Y narrar no es disculpar, narrar quizás tampoco es entender, narrar no es un camino de reconciliación, pero narrar es liberar (“treure’s la mare, expulsar-la. Dissoldre la fusió”), narrar “és un acte d’exorcisme”, narrar es des-habitarse de un cuerpo fantasma, narrar es apropiarse de los conjuros de bruja maternos y inscribírselos a ella, a la madre-bestia, a la madre-loba, devolver el mal a su origen, redimir a la hija (“la dolcesa d’imaginar-me un món sense tu”) porque la maldad no debe perdonarse.

[Entradas guardadas]

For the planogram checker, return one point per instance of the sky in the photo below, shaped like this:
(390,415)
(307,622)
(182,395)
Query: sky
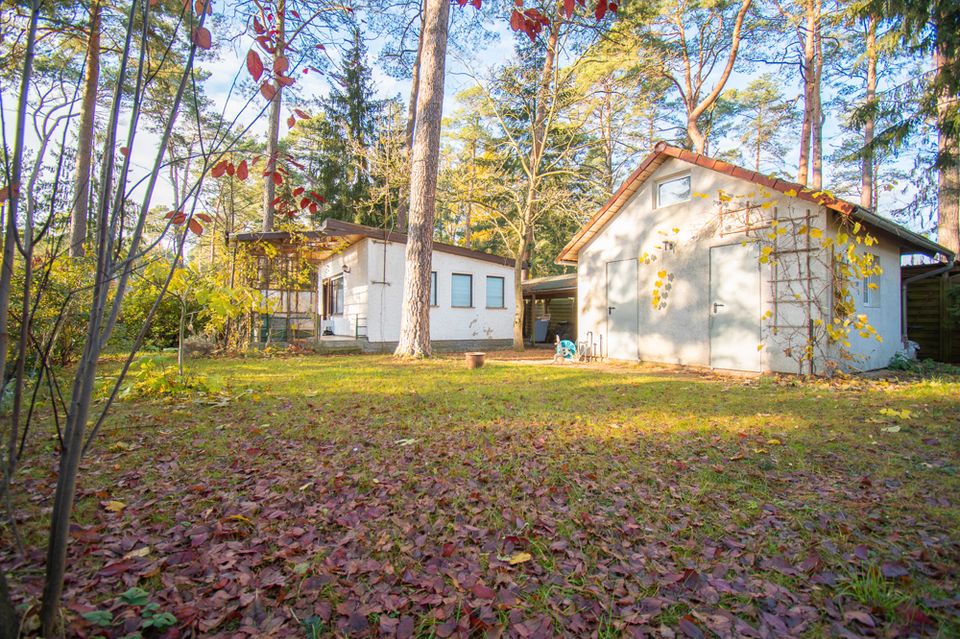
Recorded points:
(229,58)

#### Qué hacer
Prolonga, por favor, el pasaje sobre el acto de narrar a la madre a partir de su última frase. Los registros son un material aparte.

#### Resultado
Melancolía, depresión, disforia, trazos de enfermedad mental nunca tratada son las aguas subterráneas en las que Marina naufragaba. Explicaciones que no excusas para/desde la hija que no palían “allò incomprensible que vas ser». ¿Tal vez con un diagnóstico clínico a tiempo las vidas de madre e hija no hubiesen necesitado del gritar y el ulular? ¿O tal vez el sol negro que nublaba a Marina era la opresión ambiental, la represión social del momento? De nuevo no hay respuestas aunque percibo, generosamente, un cierto homenaje a aquellas mujeres que no doblegaron sus sueños por más que el más gris de los franquismos los tiñese de cenizas.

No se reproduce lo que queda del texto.